• _TO BE DONE_
• a. From the quotes and dashes text below, list the types of programs that the first paragraph credits for advancing design with type.
• b. Write out the passage of the quotes and dashes text below word for word, from "The ability to" to "type on computers.".

• _TEXT SECTION_
FontSite Archives

Main Page

Part I: Quotes and Dashes

The ability to design with type has come a long way in the past few years thanks primarily to all the wow-inducing page layout, word processing and illustration programs we use, but the next Big Thing — the web, the Internet, and especially our growing reliance on e-mail — is taking us backwards typographically.
The reason: information exchanges between different applications running on different systems are forced to rely on the lowest common denominator, in this case 7-bit ASCII text, in order to work. The term ASCII is an acronym for American Standard Code for Information Interchange, a standard that ensures the letter A, for instance, is the letter A no matter whether it’s on a Macintosh in San Diego, or a PC in Hamburg. We take this for granted, but the mechanics behind the process can lead to a good deal of confusion when setting type on computers.
So let’s start at the bottom and examine this lowest common denominator before discussing how to get above it.

Raw records
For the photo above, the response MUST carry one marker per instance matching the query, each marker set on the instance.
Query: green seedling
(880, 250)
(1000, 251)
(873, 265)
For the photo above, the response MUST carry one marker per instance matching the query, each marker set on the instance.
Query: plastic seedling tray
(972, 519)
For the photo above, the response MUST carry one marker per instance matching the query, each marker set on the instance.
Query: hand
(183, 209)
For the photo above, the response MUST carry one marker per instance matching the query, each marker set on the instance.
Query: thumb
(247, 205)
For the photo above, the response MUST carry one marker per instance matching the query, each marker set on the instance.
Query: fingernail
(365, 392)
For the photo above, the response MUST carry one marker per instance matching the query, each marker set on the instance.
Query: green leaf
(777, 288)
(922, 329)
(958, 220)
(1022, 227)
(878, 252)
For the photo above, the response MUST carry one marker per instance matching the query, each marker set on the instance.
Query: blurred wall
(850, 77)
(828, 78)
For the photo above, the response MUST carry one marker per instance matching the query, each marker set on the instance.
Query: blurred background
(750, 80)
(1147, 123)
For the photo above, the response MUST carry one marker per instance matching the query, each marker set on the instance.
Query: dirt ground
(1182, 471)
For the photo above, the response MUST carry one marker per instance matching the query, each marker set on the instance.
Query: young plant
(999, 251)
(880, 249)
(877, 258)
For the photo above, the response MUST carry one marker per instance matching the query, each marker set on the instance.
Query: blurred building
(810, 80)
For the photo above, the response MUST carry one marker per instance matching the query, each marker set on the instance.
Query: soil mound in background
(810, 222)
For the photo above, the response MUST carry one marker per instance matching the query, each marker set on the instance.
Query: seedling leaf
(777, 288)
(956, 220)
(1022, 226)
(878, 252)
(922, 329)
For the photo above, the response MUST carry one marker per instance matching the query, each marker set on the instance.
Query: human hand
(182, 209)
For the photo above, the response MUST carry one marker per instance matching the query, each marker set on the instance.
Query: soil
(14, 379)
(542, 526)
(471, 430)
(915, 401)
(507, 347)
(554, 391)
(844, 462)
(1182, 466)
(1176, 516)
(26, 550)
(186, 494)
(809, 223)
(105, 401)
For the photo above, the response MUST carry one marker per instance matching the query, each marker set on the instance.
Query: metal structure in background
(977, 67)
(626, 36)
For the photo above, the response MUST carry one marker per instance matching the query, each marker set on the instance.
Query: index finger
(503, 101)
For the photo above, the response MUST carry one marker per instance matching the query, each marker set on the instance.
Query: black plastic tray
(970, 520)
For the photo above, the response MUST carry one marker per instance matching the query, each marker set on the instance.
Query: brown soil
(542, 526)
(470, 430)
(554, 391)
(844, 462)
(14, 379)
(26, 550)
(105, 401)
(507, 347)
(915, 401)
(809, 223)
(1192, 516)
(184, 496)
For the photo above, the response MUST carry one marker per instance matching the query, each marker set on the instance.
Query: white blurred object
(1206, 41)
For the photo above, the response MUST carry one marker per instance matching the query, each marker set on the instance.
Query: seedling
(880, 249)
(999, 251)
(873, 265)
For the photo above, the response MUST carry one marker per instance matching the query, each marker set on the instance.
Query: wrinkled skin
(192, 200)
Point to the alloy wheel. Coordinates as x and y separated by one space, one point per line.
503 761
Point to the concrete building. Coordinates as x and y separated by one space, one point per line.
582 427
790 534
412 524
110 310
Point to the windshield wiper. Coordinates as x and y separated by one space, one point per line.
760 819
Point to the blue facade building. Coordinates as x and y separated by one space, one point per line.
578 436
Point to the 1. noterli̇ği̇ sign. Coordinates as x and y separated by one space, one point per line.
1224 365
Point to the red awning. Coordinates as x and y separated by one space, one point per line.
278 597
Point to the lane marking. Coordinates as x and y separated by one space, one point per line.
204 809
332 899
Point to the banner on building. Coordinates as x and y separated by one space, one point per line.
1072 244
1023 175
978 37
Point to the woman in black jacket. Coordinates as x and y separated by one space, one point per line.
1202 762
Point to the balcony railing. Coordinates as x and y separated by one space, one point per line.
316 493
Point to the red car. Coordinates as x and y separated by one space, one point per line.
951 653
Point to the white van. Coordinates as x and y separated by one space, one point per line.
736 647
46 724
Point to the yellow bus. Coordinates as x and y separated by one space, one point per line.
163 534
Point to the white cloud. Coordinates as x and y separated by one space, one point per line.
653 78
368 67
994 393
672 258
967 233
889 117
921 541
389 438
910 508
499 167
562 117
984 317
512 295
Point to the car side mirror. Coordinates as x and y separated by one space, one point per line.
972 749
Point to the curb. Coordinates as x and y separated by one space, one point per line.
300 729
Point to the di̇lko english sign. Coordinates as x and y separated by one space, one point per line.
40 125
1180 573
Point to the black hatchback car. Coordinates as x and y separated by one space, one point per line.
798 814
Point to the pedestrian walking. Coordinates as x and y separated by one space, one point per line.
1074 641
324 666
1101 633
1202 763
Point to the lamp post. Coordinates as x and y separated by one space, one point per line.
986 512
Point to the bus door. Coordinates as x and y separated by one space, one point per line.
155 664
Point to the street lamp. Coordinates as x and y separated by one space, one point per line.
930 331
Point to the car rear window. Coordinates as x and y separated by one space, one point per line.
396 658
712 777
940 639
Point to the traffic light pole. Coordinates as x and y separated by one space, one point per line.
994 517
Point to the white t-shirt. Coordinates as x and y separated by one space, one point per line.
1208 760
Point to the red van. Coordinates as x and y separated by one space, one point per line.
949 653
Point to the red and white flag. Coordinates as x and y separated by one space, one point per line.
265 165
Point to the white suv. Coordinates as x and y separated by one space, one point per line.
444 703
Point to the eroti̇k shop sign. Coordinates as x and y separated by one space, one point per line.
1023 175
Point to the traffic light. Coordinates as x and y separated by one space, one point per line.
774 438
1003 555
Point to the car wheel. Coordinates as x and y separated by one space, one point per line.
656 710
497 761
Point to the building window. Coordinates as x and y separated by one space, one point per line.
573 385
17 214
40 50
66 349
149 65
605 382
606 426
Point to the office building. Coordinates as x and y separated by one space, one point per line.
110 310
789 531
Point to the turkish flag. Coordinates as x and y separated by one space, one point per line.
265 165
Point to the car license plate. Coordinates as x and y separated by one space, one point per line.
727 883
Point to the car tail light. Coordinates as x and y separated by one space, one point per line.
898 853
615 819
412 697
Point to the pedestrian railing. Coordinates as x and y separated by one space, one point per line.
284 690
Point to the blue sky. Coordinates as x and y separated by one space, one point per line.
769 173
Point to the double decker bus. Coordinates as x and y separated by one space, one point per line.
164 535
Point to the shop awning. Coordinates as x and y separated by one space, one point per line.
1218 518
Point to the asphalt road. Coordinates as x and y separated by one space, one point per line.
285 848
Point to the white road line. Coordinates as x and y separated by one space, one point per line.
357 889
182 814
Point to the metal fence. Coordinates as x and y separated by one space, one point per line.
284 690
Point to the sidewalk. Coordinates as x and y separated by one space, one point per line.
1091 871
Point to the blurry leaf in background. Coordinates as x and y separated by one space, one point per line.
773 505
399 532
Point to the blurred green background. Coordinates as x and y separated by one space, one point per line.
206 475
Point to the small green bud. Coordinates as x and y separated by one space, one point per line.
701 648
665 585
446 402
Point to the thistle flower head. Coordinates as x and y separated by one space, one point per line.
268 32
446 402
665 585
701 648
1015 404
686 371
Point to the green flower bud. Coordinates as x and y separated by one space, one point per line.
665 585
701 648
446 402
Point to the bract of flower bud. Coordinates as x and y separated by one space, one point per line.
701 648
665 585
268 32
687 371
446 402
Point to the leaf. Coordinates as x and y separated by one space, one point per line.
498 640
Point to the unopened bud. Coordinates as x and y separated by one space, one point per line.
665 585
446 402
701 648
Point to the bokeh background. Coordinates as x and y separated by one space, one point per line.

• _RESPONSES PER TASK_
• a. Page layout programs, word processing programs, illustration programs

• b.
The ability to design with type has come a long way in the past few years thanks primarily to all the wow-inducing page layout, word processing and illustration programs we use, but the next Big Thing — the web, the Internet, and especially our growing reliance on e-mail — is taking us backwards typographically.
The reason: information exchanges between different applications running on different systems are forced to rely on the lowest common denominator, in this case 7-bit ASCII text, in order to work. The term ASCII is an acronym for American Standard Code for Information Interchange, a standard that ensures the letter A, for instance, is the letter A no matter whether it’s on a Macintosh in San Diego, or a PC in Hamburg. We take this for granted, but the mechanics behind the process can lead to a good deal of confusion when setting type on computers.